| Prompt |
Reproduce the records that follow in full, excluding any picture they contain.
##### Material for this exercise #####
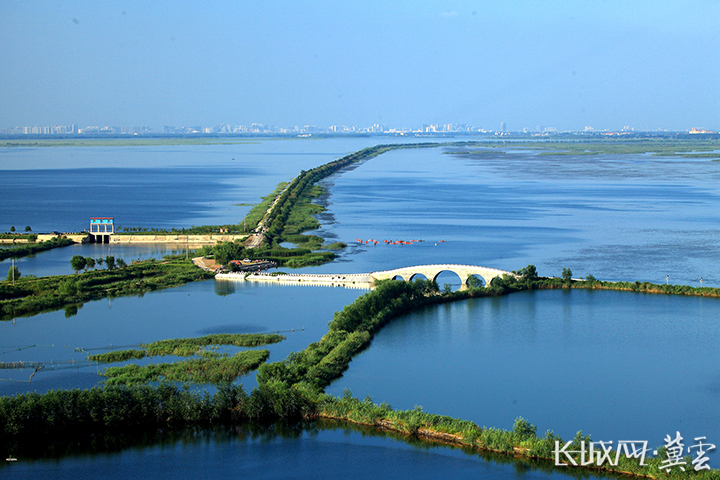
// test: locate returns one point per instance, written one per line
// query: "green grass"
(187, 347)
(31, 296)
(215, 370)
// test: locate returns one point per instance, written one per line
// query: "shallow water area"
(62, 343)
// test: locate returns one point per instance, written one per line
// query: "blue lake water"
(613, 364)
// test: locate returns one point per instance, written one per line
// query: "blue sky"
(564, 64)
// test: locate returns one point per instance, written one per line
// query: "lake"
(613, 364)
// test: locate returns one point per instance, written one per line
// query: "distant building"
(101, 228)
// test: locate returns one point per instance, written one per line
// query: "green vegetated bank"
(294, 388)
(292, 215)
(31, 248)
(30, 296)
(211, 367)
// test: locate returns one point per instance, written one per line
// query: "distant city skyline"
(257, 128)
(567, 64)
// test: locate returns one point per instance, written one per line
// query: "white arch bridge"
(367, 280)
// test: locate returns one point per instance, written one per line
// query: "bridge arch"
(449, 279)
(432, 271)
(417, 276)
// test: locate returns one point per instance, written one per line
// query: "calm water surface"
(613, 364)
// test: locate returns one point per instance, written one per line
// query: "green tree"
(68, 288)
(77, 263)
(13, 274)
#####
| Correct output |
// test: locate returns one point per instance, written one per line
// query: "green grass"
(187, 347)
(31, 296)
(215, 370)
// test: locate returns one point per instance, written one per line
// query: "shallow water area"
(62, 343)
// test: locate returns one point per instance, written one per line
// query: "blue lake water"
(613, 364)
// test: locate returns one point per instance, written one per line
// query: "blue sky"
(564, 64)
// test: locate returns one point per instance, written one per line
// query: "lake"
(613, 364)
// test: locate returns one point per instance, written one per line
// query: "distant building"
(101, 228)
// test: locate returns one point per instance, written one per line
// query: "green vegetated bank"
(294, 388)
(292, 215)
(31, 248)
(30, 296)
(211, 367)
// test: locate returns one point per instance, written one per line
// query: "distant city skyline"
(257, 128)
(567, 64)
// test: locate returns one point per instance, written one per line
// query: "white arch bridge"
(367, 280)
// test: locate returns one point per instance, written one per line
// query: "bridge arch"
(449, 279)
(432, 271)
(417, 276)
// test: locate returns one point per instance, written one per line
// query: "calm water surface"
(613, 364)
// test: locate returns one point per instance, written one per line
// query: "green tree"
(68, 288)
(77, 263)
(13, 274)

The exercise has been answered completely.